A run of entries

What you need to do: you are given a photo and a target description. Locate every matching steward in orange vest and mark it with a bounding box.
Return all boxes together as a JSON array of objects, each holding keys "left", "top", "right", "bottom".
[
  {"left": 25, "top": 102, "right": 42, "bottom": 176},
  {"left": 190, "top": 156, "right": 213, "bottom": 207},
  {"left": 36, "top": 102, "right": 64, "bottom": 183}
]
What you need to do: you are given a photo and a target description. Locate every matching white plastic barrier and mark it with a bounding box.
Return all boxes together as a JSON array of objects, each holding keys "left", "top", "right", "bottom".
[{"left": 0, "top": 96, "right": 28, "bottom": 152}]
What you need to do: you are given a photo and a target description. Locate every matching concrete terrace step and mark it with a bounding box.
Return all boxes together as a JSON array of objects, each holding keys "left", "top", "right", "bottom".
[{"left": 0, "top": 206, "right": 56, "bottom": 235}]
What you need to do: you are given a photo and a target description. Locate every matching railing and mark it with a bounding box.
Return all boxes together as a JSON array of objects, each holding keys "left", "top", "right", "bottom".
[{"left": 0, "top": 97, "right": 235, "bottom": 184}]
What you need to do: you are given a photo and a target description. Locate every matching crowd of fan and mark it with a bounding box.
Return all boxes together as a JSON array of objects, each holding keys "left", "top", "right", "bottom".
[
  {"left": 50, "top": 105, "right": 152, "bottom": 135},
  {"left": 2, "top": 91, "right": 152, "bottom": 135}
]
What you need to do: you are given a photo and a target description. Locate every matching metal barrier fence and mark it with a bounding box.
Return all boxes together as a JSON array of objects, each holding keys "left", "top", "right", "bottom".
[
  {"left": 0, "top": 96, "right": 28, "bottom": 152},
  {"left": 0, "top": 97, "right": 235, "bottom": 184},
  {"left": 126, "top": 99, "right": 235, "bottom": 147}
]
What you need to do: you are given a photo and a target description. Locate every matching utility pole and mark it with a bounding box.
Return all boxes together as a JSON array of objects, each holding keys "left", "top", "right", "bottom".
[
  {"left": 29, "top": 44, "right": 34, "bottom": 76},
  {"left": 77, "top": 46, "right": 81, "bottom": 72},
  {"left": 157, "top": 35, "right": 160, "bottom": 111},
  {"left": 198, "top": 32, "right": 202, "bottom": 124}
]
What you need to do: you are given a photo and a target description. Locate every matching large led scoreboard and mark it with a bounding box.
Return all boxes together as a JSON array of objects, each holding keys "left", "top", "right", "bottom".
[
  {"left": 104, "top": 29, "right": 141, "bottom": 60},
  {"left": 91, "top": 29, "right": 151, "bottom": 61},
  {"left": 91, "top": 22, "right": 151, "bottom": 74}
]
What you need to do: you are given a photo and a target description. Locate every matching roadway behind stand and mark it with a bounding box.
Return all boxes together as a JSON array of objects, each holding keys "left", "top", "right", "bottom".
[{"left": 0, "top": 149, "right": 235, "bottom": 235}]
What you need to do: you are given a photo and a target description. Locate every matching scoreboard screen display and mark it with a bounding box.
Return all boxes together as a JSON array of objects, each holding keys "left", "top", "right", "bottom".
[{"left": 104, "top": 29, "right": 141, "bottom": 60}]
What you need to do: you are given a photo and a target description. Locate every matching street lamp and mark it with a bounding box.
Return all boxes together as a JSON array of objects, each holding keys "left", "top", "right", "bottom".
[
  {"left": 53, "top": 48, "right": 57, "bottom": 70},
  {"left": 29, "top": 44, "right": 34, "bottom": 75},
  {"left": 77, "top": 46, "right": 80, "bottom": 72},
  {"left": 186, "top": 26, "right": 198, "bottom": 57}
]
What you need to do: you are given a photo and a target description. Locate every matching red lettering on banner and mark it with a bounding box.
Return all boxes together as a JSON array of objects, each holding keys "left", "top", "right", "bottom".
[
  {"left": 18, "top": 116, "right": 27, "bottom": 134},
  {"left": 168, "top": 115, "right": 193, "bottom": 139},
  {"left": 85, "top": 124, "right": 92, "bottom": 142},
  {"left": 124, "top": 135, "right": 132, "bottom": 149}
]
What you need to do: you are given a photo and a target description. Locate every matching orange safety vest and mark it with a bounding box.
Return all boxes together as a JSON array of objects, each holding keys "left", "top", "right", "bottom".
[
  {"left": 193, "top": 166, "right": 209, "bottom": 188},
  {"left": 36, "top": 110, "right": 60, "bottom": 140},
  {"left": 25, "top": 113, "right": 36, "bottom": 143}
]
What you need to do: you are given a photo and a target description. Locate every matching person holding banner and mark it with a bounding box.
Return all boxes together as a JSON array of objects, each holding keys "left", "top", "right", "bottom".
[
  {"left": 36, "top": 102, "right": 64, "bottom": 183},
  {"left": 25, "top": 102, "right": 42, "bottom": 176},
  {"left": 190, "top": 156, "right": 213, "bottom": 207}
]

=== What needs to be done ===
Render every line of the entries above as a Markdown table with two columns, Row and Line. Number the rows in order and leave out any blank lines.

=== Exercise solution ===
| Row | Line |
|---|---|
| 1 | What you need to do: you are given a photo and a target description. Locate every matching steward in orange vest and mark it with a bounding box. |
| 2 | Return all boxes together as a JSON array of objects, each holding keys "left", "top", "right", "bottom". |
| 3 | [ |
| 4 |   {"left": 25, "top": 102, "right": 42, "bottom": 176}, |
| 5 |   {"left": 190, "top": 156, "right": 213, "bottom": 207}, |
| 6 |   {"left": 36, "top": 102, "right": 64, "bottom": 183} |
| 7 | ] |
| 8 | What you need to do: you are given a photo and a target description. Locate every matching white plastic barrier and mark it with a bounding box. |
| 9 | Return all boxes together as a JSON array of objects, each holding keys "left", "top", "right", "bottom". |
| 10 | [{"left": 0, "top": 96, "right": 28, "bottom": 152}] |
| 11 | What you need to do: you are given a photo and a target description. Locate every matching concrete terrace step and mark it with a bounding box. |
| 12 | Return all boxes together as a JSON array of objects, each holding keys "left", "top", "right", "bottom". |
| 13 | [{"left": 0, "top": 206, "right": 56, "bottom": 235}] |
| 14 | What you need to do: you are given a photo and a target description. Locate every matching railing and mark it with a bounding box. |
| 15 | Return all boxes together as a JSON array of objects, each holding keys "left", "top", "right", "bottom". |
| 16 | [{"left": 0, "top": 97, "right": 235, "bottom": 184}] |
| 17 | What you need to do: you are given a photo and a target description. Locate every matching crowd of fan and mark it with a bounding box. |
| 18 | Return all boxes together as a JSON array of objects, each holding keys "left", "top", "right", "bottom". |
| 19 | [ |
| 20 |   {"left": 50, "top": 105, "right": 152, "bottom": 135}, |
| 21 |   {"left": 2, "top": 91, "right": 152, "bottom": 135} |
| 22 | ] |
| 23 | What you need to do: you are given a photo and a target description. Locate every matching metal barrier fence and mark it with a bounding box. |
| 24 | Return all boxes together as a JSON array of objects, each holding keys "left", "top", "right", "bottom". |
| 25 | [ |
| 26 |   {"left": 0, "top": 96, "right": 28, "bottom": 152}, |
| 27 |   {"left": 0, "top": 97, "right": 235, "bottom": 184}, |
| 28 |   {"left": 126, "top": 99, "right": 235, "bottom": 147} |
| 29 | ] |
| 30 | What you need to do: you are given a photo and a target description. Locate every matching utility pole and mark it with a bounding box. |
| 31 | Return all boxes together as a JSON array of objects, each holding keys "left", "top", "right", "bottom". |
| 32 | [ |
| 33 |   {"left": 29, "top": 44, "right": 34, "bottom": 76}, |
| 34 |   {"left": 77, "top": 46, "right": 81, "bottom": 72}, |
| 35 |   {"left": 157, "top": 35, "right": 160, "bottom": 111}, |
| 36 |   {"left": 198, "top": 32, "right": 202, "bottom": 124} |
| 37 | ] |
| 38 | What you need to do: you are given a photo and a target description. Locate every matching large led scoreboard and mark it with a bounding box. |
| 39 | Return all boxes together as a JSON array of objects, each holding keys "left", "top", "right", "bottom". |
| 40 | [ |
| 41 |   {"left": 104, "top": 29, "right": 141, "bottom": 60}, |
| 42 |   {"left": 91, "top": 29, "right": 151, "bottom": 61}, |
| 43 |   {"left": 91, "top": 22, "right": 151, "bottom": 74} |
| 44 | ] |
| 45 | What you need to do: you are given a photo and a target description. Locate every matching roadway behind stand and mark it with a bounding box. |
| 46 | Return all boxes together as a JSON array of objects, each holding keys "left", "top", "right", "bottom". |
| 47 | [{"left": 0, "top": 149, "right": 235, "bottom": 235}] |
| 48 | What you need to do: you are given a photo and a target description. Locate every matching scoreboard screen display and mark it with a bounding box. |
| 49 | Return all boxes together as a JSON array of objects, each holding keys "left", "top", "right", "bottom". |
| 50 | [{"left": 104, "top": 29, "right": 141, "bottom": 60}] |
| 51 | What you need to do: you are given a photo and a target description. Locate every matching street lamp and mark it with a bounding box. |
| 52 | Return all boxes together as a JSON array of objects, each holding keys "left", "top", "right", "bottom". |
| 53 | [ |
| 54 |   {"left": 53, "top": 48, "right": 57, "bottom": 70}, |
| 55 |   {"left": 29, "top": 44, "right": 34, "bottom": 75}, |
| 56 |   {"left": 77, "top": 46, "right": 80, "bottom": 72}, |
| 57 |   {"left": 186, "top": 26, "right": 198, "bottom": 57} |
| 58 | ] |
| 59 | What you need to do: you are given a photo and a target description. Locate every matching red lettering on banner and mark it with a bounding box. |
| 60 | Return all boxes together as a JSON array of objects, each holding keys "left", "top", "right", "bottom". |
| 61 | [ |
| 62 |   {"left": 18, "top": 116, "right": 27, "bottom": 134}, |
| 63 |   {"left": 168, "top": 115, "right": 193, "bottom": 139}, |
| 64 |   {"left": 85, "top": 124, "right": 92, "bottom": 142}, |
| 65 |   {"left": 124, "top": 135, "right": 132, "bottom": 149} |
| 66 | ] |
| 67 | What you need to do: you are given a photo and a target description. Locate every matching orange safety vest and mark it with a bounding box. |
| 68 | Return all boxes together as a JSON array of objects, each holding keys "left", "top", "right", "bottom". |
| 69 | [ |
| 70 |   {"left": 193, "top": 166, "right": 209, "bottom": 188}, |
| 71 |   {"left": 36, "top": 110, "right": 60, "bottom": 140}, |
| 72 |   {"left": 25, "top": 113, "right": 36, "bottom": 143} |
| 73 | ] |
| 74 | What you need to do: you are given a photo and a target description. Locate every matching person holding banner and mark it with a bounding box. |
| 75 | Return all boxes together as a JSON array of objects, each holding keys "left", "top", "right", "bottom". |
| 76 | [ |
| 77 |   {"left": 36, "top": 102, "right": 64, "bottom": 183}, |
| 78 |   {"left": 25, "top": 102, "right": 42, "bottom": 176}, |
| 79 |   {"left": 190, "top": 156, "right": 213, "bottom": 207} |
| 80 | ] |